=== Stated exercise ===
Duplicate the data below line for line, without altering a single character.

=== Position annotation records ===
◇ ◇ ◇ ◇ ◇

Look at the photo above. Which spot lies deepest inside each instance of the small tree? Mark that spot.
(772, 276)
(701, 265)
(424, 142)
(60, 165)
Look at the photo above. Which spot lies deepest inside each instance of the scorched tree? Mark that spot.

◇ ◇ ◇ ◇ ◇

=== Complete response ===
Look at the photo above. Which spot lies deepest inside each instance of the small tree? Mark that spot.
(772, 276)
(701, 265)
(424, 142)
(60, 165)
Look at the photo above. Which spot lies deepest inside each instance of the scorched tree? Mark that spot.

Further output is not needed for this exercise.